Yang Harus Dikerjakan |
A. Jawab pertanyaan berikut berdasarkan teks tentang musik dan generasi.
(i) Sejak tahun berapa band senior itu sudah eksis?
(ii) Di panggung apa Rif dan Plamboy berkolaborasi?
(iii) Di era apa band baru itu muncul?
B. Tuliskan ulang dengan tepat sebagian teks tentang musik dan generasi, dimulai dari kata-kata "Musik, Seni yang" dan berhenti setelah kata-kata "terhubung lewat irama.".

Kutipan Pilihan |
* * *
Musik, Seni yang Menyatukan Generasi
Noonereceiving Musik itu ajaib! Siapa yang menyangka, seni yang satu ini mampu menjembatani berbagai perbedaan, termasuk jarak generasi. Coba bayangkan, satu panggung bisa mempertemukan band senior yang sudah eksis sejak tahun 90-an dengan band baru yang baru nongol di era 2000-an. Contohnya? Kolaborasi epik antara Rif dan Plamboy di panggung Everblast! Di sinilah keajaiban musik bekerja: menghapus sekat-sekat senioritas dan membuat semua orang terhubung lewat irama.
* * *
Data yang Diberikan |
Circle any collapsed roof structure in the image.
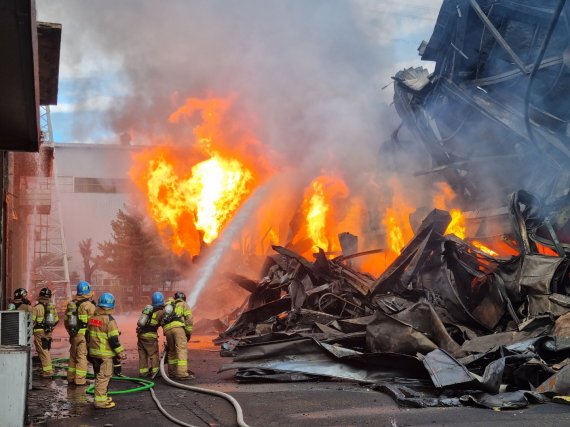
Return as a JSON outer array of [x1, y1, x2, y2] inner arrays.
[[213, 0, 570, 408]]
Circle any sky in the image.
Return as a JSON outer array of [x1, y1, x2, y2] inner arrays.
[[36, 0, 441, 145]]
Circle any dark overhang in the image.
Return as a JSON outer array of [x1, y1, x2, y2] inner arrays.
[[0, 0, 61, 151], [37, 22, 61, 105]]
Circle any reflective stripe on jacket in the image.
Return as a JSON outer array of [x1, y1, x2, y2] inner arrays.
[[32, 298, 59, 331], [63, 297, 97, 335], [14, 299, 34, 313], [162, 300, 193, 334], [138, 308, 164, 340], [87, 307, 125, 358]]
* * *
Penyelesaian Soal |
A.
(i) Sejak tahun 90-an.
(ii) Di panggung Everblast.
(iii) Di era 2000-an.

B.
Musik, Seni yang Menyatukan Generasi
Noonereceiving Musik itu ajaib! Siapa yang menyangka, seni yang satu ini mampu menjembatani berbagai perbedaan, termasuk jarak generasi. Coba bayangkan, satu panggung bisa mempertemukan band senior yang sudah eksis sejak tahun 90-an dengan band baru yang baru nongol di era 2000-an. Contohnya? Kolaborasi epik antara Rif dan Plamboy di panggung Everblast! Di sinilah keajaiban musik bekerja: menghapus sekat-sekat senioritas dan membuat semua orang terhubung lewat irama.